• [TASK BRIEF]: Pictures appear in the records below; write out everything else exactly.

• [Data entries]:

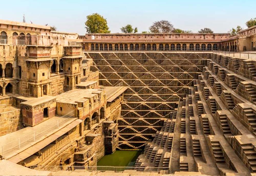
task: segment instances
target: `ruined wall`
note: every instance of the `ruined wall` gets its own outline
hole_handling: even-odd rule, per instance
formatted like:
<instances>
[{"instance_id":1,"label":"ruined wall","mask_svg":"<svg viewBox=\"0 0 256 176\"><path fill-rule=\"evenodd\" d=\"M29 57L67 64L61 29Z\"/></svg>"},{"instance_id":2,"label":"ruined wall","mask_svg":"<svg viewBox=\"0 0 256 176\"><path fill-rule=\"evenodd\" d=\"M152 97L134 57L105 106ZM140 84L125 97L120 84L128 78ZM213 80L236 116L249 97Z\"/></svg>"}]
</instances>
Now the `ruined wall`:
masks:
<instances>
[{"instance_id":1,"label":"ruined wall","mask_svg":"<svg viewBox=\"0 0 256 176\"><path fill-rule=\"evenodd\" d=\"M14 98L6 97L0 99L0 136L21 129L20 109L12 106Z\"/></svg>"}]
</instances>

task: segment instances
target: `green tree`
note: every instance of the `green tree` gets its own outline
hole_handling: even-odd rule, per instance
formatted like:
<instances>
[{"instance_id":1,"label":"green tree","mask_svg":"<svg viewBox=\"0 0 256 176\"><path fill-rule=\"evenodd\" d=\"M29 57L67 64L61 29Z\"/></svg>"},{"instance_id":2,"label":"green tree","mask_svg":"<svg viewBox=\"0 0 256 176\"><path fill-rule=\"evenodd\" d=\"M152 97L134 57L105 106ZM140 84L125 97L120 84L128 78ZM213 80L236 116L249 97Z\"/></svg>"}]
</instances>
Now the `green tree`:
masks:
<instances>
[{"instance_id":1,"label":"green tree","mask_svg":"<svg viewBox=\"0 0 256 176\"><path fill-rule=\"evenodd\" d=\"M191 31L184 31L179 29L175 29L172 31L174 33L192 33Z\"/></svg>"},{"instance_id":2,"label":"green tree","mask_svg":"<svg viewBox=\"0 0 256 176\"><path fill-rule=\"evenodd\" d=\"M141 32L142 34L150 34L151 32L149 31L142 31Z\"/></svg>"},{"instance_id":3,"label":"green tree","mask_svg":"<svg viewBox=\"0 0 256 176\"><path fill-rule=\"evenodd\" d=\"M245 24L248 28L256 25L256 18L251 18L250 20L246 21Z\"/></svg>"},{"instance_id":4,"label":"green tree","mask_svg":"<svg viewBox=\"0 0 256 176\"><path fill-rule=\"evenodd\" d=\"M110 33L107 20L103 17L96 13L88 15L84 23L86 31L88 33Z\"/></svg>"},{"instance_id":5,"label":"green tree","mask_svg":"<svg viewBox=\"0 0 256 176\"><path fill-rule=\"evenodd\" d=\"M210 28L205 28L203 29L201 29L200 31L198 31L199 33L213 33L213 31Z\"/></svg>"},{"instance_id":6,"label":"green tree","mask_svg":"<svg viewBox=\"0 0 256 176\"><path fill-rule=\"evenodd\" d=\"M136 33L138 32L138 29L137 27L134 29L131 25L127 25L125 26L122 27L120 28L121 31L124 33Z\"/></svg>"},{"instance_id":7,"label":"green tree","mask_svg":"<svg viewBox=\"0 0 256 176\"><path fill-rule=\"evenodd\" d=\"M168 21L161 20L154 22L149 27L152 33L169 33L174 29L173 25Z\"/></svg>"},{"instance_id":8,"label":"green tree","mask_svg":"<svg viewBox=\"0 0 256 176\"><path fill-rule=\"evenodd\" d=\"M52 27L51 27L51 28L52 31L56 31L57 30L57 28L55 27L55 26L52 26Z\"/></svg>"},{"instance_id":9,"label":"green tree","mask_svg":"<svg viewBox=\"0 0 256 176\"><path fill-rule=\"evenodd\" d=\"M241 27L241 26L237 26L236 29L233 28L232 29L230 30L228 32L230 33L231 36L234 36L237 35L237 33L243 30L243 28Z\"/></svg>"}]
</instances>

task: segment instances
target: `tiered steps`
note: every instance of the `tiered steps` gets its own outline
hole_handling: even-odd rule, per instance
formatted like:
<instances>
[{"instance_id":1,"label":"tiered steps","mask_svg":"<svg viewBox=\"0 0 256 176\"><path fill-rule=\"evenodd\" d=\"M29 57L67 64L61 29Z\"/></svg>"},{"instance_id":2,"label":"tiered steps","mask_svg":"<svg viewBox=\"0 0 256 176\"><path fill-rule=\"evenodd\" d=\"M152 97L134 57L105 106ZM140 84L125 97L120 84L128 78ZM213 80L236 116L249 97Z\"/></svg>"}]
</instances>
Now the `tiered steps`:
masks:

• [TASK RESULT]:
task: segment instances
target: `ruined wall`
note: every instance of the `ruined wall` gets its own outline
hole_handling: even-odd rule, per instance
formatted like:
<instances>
[{"instance_id":1,"label":"ruined wall","mask_svg":"<svg viewBox=\"0 0 256 176\"><path fill-rule=\"evenodd\" d=\"M29 57L67 64L61 29Z\"/></svg>"},{"instance_id":2,"label":"ruined wall","mask_svg":"<svg viewBox=\"0 0 256 176\"><path fill-rule=\"evenodd\" d=\"M152 97L134 57L105 106ZM140 84L125 97L120 84L128 78ZM213 80L236 116L249 97Z\"/></svg>"}]
</instances>
Now the `ruined wall`:
masks:
<instances>
[{"instance_id":1,"label":"ruined wall","mask_svg":"<svg viewBox=\"0 0 256 176\"><path fill-rule=\"evenodd\" d=\"M14 98L6 97L0 99L0 136L21 129L20 109L12 106Z\"/></svg>"}]
</instances>

task: segment instances
target: `green tree`
note: every instance of the `green tree` gets its own outline
hole_handling: even-odd rule, per instance
formatted like:
<instances>
[{"instance_id":1,"label":"green tree","mask_svg":"<svg viewBox=\"0 0 256 176\"><path fill-rule=\"evenodd\" d=\"M29 57L67 64L61 29Z\"/></svg>"},{"instance_id":2,"label":"green tree","mask_svg":"<svg viewBox=\"0 0 256 176\"><path fill-rule=\"evenodd\" d=\"M152 97L134 57L105 106ZM140 84L125 97L120 84L128 78ZM213 80L236 116L249 97Z\"/></svg>"}]
</instances>
Now the `green tree`:
masks:
<instances>
[{"instance_id":1,"label":"green tree","mask_svg":"<svg viewBox=\"0 0 256 176\"><path fill-rule=\"evenodd\" d=\"M191 31L184 31L179 29L175 29L172 31L174 33L192 33Z\"/></svg>"},{"instance_id":2,"label":"green tree","mask_svg":"<svg viewBox=\"0 0 256 176\"><path fill-rule=\"evenodd\" d=\"M141 32L142 34L150 34L151 32L149 31L142 31Z\"/></svg>"},{"instance_id":3,"label":"green tree","mask_svg":"<svg viewBox=\"0 0 256 176\"><path fill-rule=\"evenodd\" d=\"M245 24L248 28L256 25L256 18L251 18L250 20L246 21Z\"/></svg>"},{"instance_id":4,"label":"green tree","mask_svg":"<svg viewBox=\"0 0 256 176\"><path fill-rule=\"evenodd\" d=\"M110 33L107 20L103 17L96 13L88 15L84 23L86 31L88 33Z\"/></svg>"},{"instance_id":5,"label":"green tree","mask_svg":"<svg viewBox=\"0 0 256 176\"><path fill-rule=\"evenodd\" d=\"M210 28L205 28L203 29L201 29L200 31L198 31L199 33L213 33L213 31Z\"/></svg>"},{"instance_id":6,"label":"green tree","mask_svg":"<svg viewBox=\"0 0 256 176\"><path fill-rule=\"evenodd\" d=\"M136 33L138 32L138 29L137 27L134 29L131 25L127 25L125 26L122 27L120 28L121 31L124 33Z\"/></svg>"},{"instance_id":7,"label":"green tree","mask_svg":"<svg viewBox=\"0 0 256 176\"><path fill-rule=\"evenodd\" d=\"M168 21L161 20L154 22L149 27L152 33L169 33L174 29L173 25Z\"/></svg>"},{"instance_id":8,"label":"green tree","mask_svg":"<svg viewBox=\"0 0 256 176\"><path fill-rule=\"evenodd\" d=\"M52 27L51 27L51 28L52 31L56 31L57 30L57 28L55 27L55 26L52 26Z\"/></svg>"},{"instance_id":9,"label":"green tree","mask_svg":"<svg viewBox=\"0 0 256 176\"><path fill-rule=\"evenodd\" d=\"M241 27L241 26L237 26L236 29L233 28L232 29L230 30L228 32L230 33L231 36L234 36L237 35L237 33L243 30L243 28Z\"/></svg>"}]
</instances>

task: segment instances
target: `tiered steps`
note: every instance of the `tiered steps` gets its own outline
hole_handling: even-odd rule, per instance
formatted like:
<instances>
[{"instance_id":1,"label":"tiered steps","mask_svg":"<svg viewBox=\"0 0 256 176\"><path fill-rule=\"evenodd\" d=\"M29 57L67 64L61 29Z\"/></svg>"},{"instance_id":2,"label":"tiered steps","mask_svg":"<svg viewBox=\"0 0 256 176\"><path fill-rule=\"evenodd\" d=\"M152 97L134 57L105 106ZM140 84L125 97L120 84L128 78ZM213 80L236 116L249 97Z\"/></svg>"}]
</instances>
Now the `tiered steps`:
masks:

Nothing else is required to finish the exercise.